> [Written exercise]: Pick out every line below that contains the string "covered" and copy each one in full. Treat uppercase and lowercase as different, so a line counts only if the letters match in case.

> [Input data]:
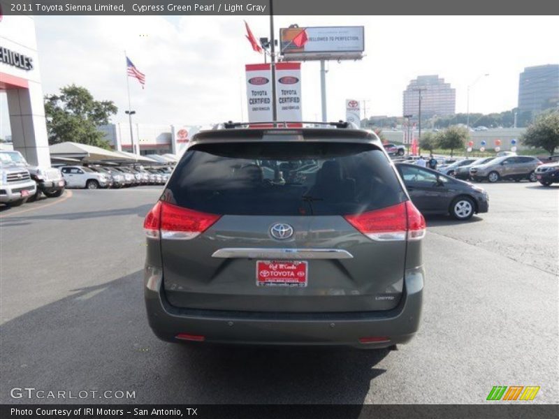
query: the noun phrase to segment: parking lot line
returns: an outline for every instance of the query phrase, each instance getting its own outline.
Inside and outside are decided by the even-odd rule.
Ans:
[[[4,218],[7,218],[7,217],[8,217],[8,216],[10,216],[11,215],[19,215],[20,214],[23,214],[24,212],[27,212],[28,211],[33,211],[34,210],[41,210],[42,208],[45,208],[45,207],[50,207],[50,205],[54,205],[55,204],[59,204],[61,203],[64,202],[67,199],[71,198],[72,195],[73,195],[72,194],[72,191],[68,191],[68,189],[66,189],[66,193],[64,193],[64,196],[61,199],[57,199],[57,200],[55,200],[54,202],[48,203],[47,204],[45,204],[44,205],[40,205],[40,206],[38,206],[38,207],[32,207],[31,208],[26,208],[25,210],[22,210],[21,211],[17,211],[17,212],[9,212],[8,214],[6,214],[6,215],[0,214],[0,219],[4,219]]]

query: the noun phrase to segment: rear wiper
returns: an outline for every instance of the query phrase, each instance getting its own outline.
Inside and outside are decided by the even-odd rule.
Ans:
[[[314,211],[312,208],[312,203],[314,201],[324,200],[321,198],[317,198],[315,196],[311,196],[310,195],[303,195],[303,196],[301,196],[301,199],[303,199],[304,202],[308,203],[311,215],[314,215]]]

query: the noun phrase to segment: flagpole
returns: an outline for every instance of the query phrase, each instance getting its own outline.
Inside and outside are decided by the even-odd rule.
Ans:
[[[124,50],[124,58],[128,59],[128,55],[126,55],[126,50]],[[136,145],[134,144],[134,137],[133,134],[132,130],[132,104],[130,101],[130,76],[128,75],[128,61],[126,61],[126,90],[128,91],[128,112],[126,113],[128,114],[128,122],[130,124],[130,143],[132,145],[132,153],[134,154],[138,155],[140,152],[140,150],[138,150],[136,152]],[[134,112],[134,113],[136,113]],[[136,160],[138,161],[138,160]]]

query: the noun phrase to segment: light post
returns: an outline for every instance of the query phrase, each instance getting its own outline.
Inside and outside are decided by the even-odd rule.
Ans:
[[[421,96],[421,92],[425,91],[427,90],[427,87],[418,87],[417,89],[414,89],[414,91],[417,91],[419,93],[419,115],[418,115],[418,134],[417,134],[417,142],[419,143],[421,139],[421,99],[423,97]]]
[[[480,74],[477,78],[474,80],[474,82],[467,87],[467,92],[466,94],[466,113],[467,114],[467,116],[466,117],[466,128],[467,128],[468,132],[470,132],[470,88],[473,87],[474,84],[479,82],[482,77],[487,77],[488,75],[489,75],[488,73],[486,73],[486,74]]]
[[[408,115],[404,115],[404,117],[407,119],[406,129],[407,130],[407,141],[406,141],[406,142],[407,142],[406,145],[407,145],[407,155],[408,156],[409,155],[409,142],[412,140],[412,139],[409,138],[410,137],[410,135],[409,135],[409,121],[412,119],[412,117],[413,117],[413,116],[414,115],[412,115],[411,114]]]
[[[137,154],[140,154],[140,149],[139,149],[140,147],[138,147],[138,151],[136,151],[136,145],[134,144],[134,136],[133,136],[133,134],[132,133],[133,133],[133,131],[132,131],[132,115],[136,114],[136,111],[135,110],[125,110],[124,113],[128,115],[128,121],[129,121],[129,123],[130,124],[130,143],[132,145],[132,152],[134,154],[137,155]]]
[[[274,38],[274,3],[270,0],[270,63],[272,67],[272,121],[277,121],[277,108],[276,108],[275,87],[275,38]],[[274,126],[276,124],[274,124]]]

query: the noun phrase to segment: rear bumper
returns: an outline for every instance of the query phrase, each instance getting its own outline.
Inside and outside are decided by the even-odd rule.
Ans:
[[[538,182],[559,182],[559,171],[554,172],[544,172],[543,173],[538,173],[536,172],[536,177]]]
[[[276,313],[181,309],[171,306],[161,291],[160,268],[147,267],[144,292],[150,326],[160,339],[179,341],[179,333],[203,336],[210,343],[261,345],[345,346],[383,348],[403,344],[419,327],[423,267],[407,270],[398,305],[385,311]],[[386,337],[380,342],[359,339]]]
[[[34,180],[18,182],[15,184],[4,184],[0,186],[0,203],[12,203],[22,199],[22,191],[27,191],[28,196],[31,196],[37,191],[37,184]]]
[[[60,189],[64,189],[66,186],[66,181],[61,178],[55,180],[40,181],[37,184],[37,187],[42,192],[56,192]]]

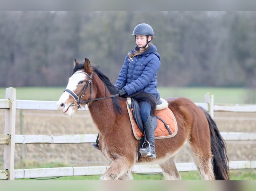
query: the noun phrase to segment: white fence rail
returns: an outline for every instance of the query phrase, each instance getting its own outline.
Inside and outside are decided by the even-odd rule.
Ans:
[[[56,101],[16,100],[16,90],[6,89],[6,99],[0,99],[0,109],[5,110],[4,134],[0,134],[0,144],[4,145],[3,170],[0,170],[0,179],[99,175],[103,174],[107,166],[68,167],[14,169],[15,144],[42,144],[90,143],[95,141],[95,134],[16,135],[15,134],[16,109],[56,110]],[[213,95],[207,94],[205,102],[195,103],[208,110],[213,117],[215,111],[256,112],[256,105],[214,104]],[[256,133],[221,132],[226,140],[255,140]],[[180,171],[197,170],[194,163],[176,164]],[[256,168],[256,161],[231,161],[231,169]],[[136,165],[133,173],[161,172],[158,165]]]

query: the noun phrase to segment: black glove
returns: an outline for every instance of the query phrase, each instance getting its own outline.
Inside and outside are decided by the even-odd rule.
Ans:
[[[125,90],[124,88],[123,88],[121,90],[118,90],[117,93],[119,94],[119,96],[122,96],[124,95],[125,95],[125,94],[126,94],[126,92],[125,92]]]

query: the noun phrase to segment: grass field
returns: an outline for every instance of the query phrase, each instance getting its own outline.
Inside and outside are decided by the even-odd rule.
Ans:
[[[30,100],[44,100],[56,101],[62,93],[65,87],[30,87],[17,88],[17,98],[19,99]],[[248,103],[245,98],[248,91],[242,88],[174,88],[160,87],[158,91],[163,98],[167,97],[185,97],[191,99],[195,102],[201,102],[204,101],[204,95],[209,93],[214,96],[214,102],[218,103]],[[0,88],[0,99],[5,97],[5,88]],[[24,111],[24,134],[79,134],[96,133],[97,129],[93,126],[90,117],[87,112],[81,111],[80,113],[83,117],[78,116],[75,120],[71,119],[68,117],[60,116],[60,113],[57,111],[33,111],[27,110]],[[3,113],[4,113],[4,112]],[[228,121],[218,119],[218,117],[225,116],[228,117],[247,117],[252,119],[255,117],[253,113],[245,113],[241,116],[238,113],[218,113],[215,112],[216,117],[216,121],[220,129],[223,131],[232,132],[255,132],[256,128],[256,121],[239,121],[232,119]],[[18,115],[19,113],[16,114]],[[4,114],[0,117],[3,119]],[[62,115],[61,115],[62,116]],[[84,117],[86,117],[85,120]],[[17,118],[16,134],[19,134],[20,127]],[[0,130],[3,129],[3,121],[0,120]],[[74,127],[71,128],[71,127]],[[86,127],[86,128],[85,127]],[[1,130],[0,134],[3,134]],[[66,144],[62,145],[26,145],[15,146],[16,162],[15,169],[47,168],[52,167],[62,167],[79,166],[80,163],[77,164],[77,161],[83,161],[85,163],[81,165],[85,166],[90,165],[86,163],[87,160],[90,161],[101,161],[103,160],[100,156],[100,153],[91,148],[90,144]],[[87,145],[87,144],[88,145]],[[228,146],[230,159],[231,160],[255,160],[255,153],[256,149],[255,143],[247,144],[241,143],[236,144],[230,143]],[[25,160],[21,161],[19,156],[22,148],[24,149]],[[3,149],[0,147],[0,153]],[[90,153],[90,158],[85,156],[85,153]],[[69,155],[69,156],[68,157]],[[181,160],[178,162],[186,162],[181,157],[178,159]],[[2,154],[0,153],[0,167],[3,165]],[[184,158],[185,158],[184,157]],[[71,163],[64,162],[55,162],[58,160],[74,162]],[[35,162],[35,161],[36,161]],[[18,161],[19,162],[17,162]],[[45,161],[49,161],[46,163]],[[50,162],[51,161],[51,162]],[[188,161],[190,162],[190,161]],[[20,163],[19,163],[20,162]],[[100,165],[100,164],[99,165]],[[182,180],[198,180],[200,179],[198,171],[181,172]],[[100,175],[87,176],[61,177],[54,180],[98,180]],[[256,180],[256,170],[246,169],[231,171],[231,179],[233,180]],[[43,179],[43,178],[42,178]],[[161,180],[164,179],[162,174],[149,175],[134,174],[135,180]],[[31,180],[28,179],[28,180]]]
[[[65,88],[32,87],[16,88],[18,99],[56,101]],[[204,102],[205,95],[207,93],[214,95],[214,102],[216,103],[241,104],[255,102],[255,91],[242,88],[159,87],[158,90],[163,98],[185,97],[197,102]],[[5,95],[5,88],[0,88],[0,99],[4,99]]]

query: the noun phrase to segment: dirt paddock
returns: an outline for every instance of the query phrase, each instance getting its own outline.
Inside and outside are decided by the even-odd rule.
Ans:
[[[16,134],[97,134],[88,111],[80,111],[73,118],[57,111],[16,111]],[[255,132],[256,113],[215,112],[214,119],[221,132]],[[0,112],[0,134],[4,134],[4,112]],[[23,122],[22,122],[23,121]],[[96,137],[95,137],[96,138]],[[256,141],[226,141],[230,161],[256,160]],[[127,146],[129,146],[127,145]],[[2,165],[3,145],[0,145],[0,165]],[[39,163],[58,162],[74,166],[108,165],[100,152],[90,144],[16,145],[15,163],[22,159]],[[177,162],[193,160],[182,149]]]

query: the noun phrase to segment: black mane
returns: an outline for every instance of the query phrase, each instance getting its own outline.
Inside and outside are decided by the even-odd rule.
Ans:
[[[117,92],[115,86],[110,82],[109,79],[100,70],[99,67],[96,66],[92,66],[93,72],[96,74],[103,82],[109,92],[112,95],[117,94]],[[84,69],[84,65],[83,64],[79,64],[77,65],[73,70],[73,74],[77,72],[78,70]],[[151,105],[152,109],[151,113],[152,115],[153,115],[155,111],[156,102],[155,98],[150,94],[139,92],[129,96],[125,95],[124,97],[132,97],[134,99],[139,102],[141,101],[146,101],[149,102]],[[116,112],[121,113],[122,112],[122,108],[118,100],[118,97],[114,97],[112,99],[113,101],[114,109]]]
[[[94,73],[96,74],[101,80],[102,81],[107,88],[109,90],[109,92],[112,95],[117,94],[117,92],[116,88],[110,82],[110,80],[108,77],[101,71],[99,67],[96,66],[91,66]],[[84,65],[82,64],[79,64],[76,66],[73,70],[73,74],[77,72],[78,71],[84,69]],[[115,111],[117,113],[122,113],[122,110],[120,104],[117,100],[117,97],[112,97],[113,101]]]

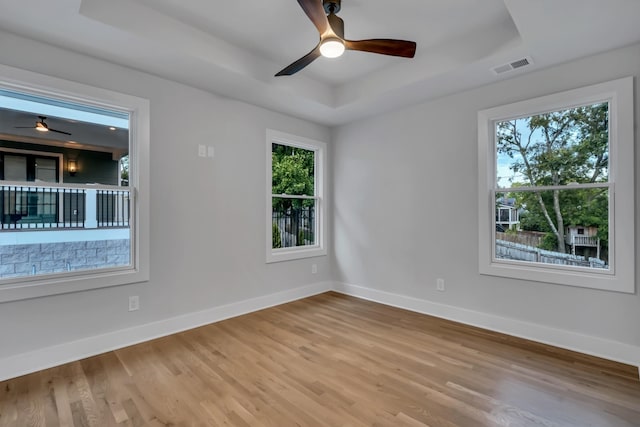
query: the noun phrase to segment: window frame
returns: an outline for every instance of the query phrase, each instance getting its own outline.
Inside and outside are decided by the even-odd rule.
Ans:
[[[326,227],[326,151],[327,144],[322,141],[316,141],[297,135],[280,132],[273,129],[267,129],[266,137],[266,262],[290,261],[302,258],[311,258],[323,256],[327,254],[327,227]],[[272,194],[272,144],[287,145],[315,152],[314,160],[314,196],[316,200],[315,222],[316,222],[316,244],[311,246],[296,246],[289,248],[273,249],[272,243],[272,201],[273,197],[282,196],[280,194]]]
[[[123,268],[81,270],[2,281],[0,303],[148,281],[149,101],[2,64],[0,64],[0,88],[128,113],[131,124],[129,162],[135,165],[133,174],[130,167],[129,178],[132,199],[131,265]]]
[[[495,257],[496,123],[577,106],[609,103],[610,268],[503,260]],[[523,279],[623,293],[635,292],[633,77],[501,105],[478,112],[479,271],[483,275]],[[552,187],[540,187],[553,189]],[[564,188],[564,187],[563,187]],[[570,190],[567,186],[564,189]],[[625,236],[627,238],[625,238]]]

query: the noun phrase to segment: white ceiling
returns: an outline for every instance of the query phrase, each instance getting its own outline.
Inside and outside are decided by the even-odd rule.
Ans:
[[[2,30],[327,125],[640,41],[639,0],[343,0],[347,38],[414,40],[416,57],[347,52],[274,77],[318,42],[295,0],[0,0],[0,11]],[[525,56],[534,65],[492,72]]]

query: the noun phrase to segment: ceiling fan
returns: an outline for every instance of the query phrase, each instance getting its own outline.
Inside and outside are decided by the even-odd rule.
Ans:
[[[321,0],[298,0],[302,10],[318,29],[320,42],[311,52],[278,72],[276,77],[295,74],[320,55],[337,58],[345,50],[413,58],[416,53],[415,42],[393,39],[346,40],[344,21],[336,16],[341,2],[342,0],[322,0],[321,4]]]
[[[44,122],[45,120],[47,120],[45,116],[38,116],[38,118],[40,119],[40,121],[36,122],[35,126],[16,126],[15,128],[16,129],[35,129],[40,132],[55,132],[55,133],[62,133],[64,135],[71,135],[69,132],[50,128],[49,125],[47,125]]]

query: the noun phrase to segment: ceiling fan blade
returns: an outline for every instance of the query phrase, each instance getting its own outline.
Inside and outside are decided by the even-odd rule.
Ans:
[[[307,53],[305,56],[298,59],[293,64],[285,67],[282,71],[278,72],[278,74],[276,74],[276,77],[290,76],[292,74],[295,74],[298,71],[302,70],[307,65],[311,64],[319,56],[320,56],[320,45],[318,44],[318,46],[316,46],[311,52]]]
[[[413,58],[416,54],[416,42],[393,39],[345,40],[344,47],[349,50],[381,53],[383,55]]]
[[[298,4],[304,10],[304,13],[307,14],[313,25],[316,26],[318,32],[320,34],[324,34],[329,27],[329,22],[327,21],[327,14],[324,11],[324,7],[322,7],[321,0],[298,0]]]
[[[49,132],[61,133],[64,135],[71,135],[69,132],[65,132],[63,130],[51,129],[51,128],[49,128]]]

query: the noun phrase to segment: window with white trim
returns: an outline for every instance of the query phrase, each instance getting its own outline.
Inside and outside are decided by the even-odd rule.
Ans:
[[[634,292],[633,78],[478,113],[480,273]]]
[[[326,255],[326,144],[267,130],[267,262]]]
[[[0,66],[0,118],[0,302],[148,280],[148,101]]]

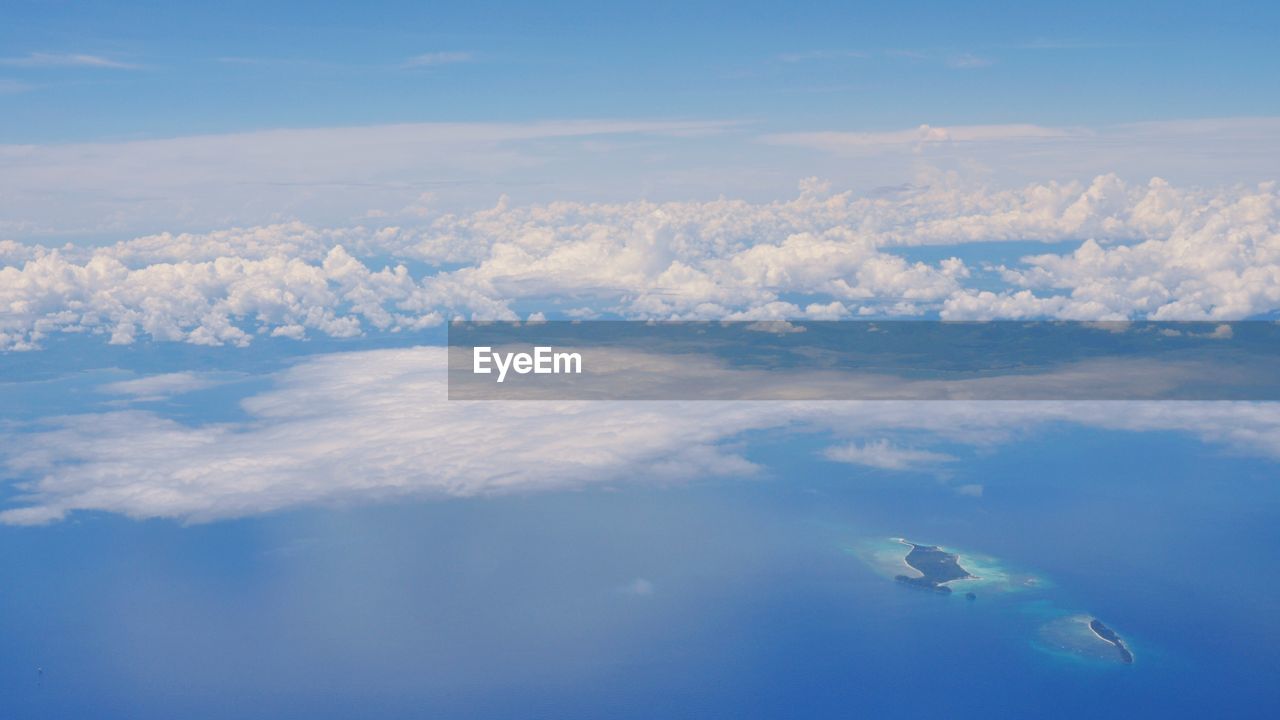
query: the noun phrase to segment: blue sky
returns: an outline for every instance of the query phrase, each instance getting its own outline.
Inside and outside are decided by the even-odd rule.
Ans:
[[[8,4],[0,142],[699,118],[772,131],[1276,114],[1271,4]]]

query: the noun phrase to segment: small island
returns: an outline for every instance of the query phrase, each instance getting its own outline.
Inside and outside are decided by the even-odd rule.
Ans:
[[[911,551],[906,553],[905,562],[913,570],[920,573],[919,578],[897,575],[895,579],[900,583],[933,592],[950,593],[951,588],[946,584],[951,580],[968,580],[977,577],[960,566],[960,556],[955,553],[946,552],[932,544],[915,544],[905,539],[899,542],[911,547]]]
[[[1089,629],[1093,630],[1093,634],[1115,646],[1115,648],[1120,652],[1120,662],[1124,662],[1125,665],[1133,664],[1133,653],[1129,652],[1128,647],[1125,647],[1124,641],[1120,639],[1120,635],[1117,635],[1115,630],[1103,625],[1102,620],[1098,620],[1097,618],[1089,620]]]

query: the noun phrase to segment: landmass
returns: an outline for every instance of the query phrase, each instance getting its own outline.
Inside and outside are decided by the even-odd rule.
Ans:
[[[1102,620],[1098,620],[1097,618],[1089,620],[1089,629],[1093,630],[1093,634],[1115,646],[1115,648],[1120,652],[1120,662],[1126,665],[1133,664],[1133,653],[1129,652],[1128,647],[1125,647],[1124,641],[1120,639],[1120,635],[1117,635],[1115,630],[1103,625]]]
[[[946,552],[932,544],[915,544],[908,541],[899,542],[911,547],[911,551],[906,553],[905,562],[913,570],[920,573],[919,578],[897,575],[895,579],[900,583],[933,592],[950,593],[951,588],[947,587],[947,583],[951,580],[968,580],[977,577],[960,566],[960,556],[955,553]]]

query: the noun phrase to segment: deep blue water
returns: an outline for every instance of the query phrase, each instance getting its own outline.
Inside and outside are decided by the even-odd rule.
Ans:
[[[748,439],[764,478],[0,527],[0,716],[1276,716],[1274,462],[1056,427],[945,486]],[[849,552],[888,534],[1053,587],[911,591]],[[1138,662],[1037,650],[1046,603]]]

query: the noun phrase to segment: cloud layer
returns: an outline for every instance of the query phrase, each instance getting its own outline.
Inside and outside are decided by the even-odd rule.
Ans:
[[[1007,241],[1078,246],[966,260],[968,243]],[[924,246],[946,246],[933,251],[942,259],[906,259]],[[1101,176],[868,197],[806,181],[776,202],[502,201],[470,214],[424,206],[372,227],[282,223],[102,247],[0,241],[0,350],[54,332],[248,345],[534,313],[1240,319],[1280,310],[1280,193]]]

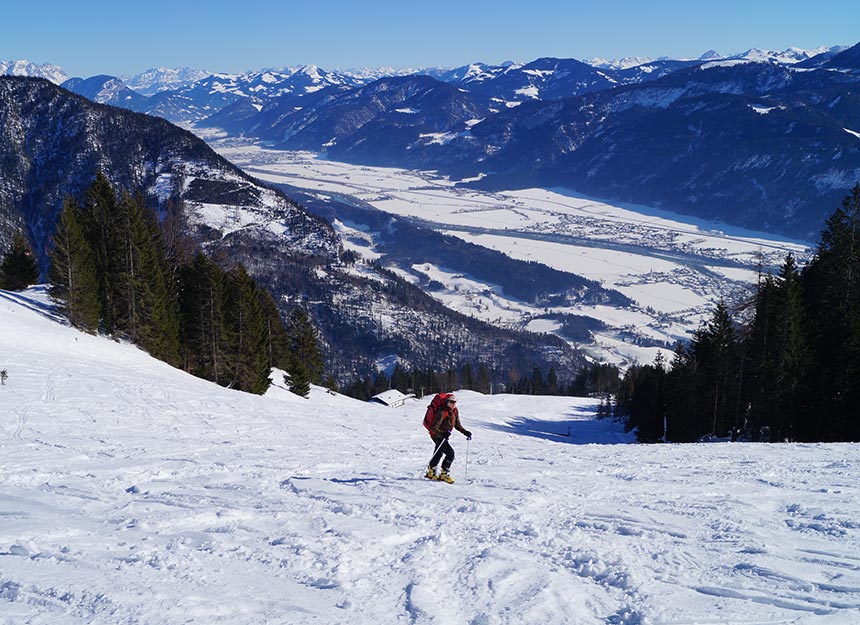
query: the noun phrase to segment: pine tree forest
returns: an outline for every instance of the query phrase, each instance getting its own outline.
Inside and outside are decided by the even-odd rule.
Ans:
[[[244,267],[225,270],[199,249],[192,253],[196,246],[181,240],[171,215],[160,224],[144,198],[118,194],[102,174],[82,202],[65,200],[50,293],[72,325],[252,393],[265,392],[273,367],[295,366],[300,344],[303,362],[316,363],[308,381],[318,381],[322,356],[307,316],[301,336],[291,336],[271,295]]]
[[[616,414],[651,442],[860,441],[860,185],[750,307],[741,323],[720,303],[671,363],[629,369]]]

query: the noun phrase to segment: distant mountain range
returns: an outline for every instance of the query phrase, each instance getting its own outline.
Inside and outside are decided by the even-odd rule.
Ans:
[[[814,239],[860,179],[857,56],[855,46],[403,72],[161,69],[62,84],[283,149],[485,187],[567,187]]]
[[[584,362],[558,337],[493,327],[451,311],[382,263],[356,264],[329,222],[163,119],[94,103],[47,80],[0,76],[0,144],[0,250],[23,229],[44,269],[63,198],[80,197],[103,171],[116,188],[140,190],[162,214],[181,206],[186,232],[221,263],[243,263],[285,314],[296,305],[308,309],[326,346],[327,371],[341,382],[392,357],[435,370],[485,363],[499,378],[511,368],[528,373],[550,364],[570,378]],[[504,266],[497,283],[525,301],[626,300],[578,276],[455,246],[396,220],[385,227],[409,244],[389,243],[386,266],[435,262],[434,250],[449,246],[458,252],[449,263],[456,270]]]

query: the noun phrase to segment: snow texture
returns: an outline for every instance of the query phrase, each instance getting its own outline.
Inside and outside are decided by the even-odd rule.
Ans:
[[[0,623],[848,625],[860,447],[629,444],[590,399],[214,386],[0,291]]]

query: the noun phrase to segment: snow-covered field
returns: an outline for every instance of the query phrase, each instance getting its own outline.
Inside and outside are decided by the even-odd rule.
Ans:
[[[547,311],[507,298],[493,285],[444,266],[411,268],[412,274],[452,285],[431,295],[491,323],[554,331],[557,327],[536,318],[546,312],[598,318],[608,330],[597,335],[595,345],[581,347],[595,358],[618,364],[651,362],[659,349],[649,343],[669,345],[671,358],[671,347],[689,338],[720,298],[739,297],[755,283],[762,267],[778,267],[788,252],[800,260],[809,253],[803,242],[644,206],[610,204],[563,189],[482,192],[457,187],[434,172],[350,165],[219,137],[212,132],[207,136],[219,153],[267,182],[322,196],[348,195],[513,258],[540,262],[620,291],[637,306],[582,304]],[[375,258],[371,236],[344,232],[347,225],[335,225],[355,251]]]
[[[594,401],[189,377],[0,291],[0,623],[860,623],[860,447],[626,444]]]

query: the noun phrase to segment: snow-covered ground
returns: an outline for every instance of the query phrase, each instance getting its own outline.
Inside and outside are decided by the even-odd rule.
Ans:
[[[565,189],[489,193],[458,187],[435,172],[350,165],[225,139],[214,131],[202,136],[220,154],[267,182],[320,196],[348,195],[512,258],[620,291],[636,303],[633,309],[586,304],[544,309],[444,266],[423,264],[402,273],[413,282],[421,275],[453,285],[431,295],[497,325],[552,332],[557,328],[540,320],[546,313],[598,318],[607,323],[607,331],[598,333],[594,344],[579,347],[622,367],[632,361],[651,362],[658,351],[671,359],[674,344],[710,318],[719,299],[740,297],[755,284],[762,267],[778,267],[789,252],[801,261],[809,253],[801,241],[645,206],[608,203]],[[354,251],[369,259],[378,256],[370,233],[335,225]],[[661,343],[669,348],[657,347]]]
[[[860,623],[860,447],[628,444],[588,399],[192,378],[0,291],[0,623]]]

> [Correct response]:
query: the noun phrase to segment: snow-covered field
query: the noun phrase to segment: snow-covered ground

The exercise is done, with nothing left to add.